I have been trouble figuring out the difference between "narrative" and "discourse". For example, if I want to talk about the bias in the media, which one should I use?

"This book offers you instruments to see through the biased media discourse/narrative and unravel the intricacies of the construction of that narrative/discourse"

Neither?

Thank you, everybody!
 
  • owlman5

    Senior Member
    English-US
    Both words seem possible to me, but I prefer "narrative". I associate "discourse" with conversation and essays. I don't typically think of "discourse" when I think about news stories.
     

    Gabriel Malheiros

    Senior Member
    Portuguese - Brazil
    I assume you know what a narrative is, what caused difficulties with discourse - WordReference.com Dictionary of English

    I recite a narrative, we have a discourse.
    A discourse is a discussion, a narrative is a story.
    Both words seem possible to me, but I prefer "narrative". I associate "discourse" with conversation and essays. I don't typically think of "discourse" when I think about news stories.
    So both of you would say ""This book offers you instruments to see through the biased media narrative and unravel the intricacies of the construction of that narrative."?
     

    owlman5

    Senior Member
    English-US
    So both of you would say ""This book offers you instruments to see through the biased media narrative and unravel the intricacies of the construction of that narrative."?
    That's your sentence, of course, and I'd probably come up with something else if I wanted to express those ideas. But I approve of the word "narrative" in that sentence.
     

    Gabriel Malheiros

    Senior Member
    Portuguese - Brazil
    That's your sentence, of course, and I'd probably come up with something else if I wanted to express those ideas. But I approve of the word "narrative" in that sentence.
    Owlman5, what do you mean by "that's your sentence"? Do you find it odd? Would you say something else?
     

    owlman5

    Senior Member
    English-US
    No. There's no need to be paranoid, GM. I'm perfectly capable of thinking for myself, so I come up with my own sentences when I need to write something. That's what every individual does. Right?

» DIRECTION 1
Give the number of lines in the rows below that contain the string "green". Case counts, so match it exactly and reply with the number alone.

[Source data]
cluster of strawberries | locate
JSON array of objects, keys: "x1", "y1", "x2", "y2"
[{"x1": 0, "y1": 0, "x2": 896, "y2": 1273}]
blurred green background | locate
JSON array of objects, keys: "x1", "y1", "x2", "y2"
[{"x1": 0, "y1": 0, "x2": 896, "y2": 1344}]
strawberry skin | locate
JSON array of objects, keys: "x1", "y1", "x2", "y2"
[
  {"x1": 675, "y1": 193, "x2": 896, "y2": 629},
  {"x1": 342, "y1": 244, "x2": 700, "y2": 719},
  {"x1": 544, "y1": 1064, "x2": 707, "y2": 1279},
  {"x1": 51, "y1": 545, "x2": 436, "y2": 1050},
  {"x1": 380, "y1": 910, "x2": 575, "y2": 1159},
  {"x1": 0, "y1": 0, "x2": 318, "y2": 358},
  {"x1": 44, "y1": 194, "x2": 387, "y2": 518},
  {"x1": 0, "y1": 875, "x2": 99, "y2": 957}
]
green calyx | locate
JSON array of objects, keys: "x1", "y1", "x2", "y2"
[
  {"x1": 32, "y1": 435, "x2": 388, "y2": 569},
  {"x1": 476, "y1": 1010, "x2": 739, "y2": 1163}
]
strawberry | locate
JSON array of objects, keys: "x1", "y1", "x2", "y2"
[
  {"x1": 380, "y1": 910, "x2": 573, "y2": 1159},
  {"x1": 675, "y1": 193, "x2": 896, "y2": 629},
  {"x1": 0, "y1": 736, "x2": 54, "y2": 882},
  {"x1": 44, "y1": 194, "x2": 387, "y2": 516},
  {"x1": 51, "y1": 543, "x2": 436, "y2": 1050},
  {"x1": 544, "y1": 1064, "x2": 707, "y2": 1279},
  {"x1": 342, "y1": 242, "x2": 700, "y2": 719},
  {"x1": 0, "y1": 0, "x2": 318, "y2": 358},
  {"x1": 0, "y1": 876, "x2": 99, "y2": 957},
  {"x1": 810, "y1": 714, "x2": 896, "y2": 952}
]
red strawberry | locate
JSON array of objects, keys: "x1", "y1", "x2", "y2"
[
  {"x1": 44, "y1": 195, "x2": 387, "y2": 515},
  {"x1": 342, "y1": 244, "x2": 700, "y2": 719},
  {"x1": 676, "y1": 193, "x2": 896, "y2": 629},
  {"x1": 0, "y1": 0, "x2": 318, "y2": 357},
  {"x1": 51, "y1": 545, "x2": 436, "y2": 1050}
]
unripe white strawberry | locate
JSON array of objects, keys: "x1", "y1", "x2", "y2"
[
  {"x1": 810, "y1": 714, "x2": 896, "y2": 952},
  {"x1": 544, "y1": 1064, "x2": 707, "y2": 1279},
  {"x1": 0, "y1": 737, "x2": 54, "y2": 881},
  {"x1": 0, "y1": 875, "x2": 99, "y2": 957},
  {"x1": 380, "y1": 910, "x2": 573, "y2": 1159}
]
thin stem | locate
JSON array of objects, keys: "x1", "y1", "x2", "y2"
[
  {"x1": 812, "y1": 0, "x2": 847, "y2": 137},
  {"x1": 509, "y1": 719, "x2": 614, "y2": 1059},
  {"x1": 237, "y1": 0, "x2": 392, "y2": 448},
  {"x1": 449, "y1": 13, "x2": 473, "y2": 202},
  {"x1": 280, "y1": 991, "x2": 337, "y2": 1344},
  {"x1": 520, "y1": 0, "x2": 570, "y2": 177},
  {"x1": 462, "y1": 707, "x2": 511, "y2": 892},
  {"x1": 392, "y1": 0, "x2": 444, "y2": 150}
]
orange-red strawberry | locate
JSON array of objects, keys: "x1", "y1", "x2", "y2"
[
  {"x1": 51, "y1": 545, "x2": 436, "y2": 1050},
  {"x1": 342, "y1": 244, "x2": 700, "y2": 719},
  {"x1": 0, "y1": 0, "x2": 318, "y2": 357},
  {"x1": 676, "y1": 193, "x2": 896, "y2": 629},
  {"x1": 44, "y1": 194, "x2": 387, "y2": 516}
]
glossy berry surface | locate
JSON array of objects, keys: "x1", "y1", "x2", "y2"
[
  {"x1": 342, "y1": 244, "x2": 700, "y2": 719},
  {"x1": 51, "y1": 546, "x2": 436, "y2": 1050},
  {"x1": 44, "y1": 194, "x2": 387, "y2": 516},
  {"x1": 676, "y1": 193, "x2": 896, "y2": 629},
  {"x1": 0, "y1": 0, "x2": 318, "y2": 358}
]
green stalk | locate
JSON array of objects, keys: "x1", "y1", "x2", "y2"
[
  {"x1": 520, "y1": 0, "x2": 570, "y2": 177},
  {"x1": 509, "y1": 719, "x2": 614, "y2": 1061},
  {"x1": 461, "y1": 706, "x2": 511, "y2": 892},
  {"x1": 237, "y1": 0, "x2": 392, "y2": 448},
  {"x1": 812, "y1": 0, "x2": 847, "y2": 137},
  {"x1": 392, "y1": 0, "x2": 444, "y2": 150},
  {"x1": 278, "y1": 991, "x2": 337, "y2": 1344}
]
---
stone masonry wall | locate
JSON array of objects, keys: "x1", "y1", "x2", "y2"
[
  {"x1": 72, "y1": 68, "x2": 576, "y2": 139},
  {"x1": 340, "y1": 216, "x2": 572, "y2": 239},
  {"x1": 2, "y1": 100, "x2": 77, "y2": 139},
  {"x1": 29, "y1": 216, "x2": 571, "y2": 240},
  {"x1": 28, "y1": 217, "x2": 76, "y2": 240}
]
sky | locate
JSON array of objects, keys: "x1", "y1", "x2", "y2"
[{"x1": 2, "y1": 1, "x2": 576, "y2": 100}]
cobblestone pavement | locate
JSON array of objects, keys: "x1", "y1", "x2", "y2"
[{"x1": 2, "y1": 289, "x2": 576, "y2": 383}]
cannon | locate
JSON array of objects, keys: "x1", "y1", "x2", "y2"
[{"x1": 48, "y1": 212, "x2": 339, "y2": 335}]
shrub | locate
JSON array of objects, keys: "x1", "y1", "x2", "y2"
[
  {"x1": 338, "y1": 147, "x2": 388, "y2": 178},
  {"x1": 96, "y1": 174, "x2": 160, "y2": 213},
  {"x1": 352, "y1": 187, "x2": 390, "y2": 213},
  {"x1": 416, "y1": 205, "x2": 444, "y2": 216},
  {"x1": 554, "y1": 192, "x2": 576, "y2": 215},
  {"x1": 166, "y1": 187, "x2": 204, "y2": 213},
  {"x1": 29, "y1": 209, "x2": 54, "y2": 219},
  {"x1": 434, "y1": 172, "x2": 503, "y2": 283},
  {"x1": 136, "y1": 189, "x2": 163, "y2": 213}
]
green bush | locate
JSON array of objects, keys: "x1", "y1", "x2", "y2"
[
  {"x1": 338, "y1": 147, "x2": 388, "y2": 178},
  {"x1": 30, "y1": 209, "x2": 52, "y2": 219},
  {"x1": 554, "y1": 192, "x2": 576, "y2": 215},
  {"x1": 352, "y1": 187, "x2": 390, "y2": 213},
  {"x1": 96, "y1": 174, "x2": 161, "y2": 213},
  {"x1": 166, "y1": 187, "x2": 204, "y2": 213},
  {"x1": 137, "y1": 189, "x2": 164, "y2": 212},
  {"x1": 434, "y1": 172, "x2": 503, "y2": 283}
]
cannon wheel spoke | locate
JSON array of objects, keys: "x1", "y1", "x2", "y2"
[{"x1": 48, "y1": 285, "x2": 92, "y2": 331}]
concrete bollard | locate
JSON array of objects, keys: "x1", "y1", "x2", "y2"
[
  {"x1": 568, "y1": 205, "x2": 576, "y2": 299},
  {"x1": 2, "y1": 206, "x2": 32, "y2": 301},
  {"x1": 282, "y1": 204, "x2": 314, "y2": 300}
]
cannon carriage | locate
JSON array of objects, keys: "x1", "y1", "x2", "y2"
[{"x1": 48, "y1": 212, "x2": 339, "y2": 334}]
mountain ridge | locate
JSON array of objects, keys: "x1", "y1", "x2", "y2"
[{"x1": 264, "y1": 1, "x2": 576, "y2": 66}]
...
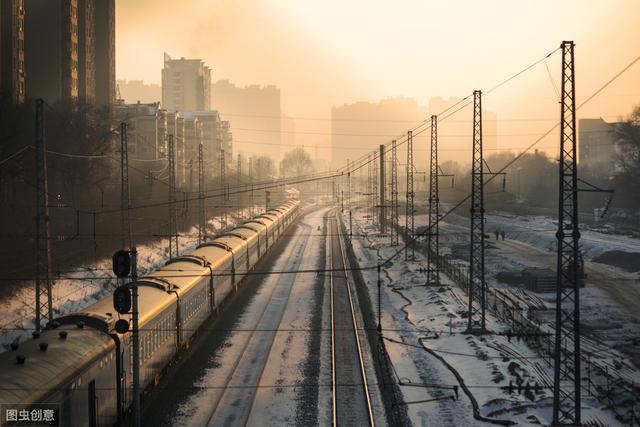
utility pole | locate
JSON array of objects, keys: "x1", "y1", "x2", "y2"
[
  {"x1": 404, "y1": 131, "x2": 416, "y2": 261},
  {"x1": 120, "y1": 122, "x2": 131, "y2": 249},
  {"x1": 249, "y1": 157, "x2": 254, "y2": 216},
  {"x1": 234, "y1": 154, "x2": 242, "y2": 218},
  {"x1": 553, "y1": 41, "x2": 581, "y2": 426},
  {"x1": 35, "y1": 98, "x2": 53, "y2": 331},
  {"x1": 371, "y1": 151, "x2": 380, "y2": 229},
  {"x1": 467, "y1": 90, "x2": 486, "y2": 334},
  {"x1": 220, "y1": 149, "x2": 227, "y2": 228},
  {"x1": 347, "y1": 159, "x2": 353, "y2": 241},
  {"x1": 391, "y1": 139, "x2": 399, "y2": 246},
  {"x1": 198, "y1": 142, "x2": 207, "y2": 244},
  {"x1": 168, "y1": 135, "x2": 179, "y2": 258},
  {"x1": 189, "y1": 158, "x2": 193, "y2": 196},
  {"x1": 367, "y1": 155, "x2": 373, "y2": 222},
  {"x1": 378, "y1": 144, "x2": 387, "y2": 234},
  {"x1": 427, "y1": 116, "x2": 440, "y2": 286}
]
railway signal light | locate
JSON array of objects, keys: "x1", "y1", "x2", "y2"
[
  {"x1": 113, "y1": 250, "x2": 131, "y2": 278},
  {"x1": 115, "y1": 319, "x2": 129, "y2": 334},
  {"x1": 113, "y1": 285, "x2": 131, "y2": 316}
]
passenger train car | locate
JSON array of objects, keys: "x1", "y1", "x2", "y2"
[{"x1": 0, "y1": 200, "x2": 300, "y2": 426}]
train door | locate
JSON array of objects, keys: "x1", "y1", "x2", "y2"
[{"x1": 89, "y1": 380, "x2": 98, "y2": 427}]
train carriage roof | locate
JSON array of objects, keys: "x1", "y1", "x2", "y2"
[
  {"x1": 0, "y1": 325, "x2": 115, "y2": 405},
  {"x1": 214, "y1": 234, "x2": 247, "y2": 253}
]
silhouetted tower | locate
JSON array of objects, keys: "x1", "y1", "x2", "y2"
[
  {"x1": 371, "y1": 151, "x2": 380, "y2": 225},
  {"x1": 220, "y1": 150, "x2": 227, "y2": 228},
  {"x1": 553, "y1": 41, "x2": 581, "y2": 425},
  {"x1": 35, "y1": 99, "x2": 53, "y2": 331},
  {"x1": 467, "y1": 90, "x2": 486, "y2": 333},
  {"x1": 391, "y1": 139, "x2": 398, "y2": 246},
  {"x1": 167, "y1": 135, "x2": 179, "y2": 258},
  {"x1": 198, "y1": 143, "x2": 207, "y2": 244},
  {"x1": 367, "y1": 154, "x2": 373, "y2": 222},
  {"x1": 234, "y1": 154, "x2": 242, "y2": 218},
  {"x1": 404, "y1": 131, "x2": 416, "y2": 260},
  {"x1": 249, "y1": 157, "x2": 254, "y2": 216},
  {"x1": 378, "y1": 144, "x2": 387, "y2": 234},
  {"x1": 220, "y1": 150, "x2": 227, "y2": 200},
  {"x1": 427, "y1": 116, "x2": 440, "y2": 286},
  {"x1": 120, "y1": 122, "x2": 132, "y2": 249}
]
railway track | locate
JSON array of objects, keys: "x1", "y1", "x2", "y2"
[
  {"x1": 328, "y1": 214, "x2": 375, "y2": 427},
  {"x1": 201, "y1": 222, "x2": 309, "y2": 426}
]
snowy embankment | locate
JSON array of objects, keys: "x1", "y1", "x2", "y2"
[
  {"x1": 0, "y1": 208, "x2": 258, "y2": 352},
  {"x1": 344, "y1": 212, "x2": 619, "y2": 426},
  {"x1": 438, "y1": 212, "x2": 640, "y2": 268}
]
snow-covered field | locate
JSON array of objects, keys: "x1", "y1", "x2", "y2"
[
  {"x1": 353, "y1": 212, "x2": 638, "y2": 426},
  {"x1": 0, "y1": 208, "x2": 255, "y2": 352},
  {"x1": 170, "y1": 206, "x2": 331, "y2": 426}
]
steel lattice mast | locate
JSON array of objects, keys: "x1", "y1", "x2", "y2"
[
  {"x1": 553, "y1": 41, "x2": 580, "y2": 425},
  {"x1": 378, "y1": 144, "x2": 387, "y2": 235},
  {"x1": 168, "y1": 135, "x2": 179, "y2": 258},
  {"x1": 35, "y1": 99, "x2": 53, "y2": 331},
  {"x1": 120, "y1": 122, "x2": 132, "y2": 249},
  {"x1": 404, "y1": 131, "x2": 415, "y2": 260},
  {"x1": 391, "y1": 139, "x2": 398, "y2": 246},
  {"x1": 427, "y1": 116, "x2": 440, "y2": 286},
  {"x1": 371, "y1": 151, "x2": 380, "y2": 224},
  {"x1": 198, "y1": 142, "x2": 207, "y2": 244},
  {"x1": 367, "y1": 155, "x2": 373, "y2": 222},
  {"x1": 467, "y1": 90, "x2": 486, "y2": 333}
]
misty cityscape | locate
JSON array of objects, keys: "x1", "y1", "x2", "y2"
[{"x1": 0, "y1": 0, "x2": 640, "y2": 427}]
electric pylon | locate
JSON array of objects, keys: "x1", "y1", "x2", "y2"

» DIRECTION 2
Echo word for word the part of the forum thread on narrative and discourse that opens with the words containing "I have been" and closes with "should I use?".

» WRITTEN RESPONSE 1
4

» WRITTEN RESPONSE 2
I have been trouble figuring out the difference between "narrative" and "discourse". For example, if I want to talk about the bias in the media, which one should I use?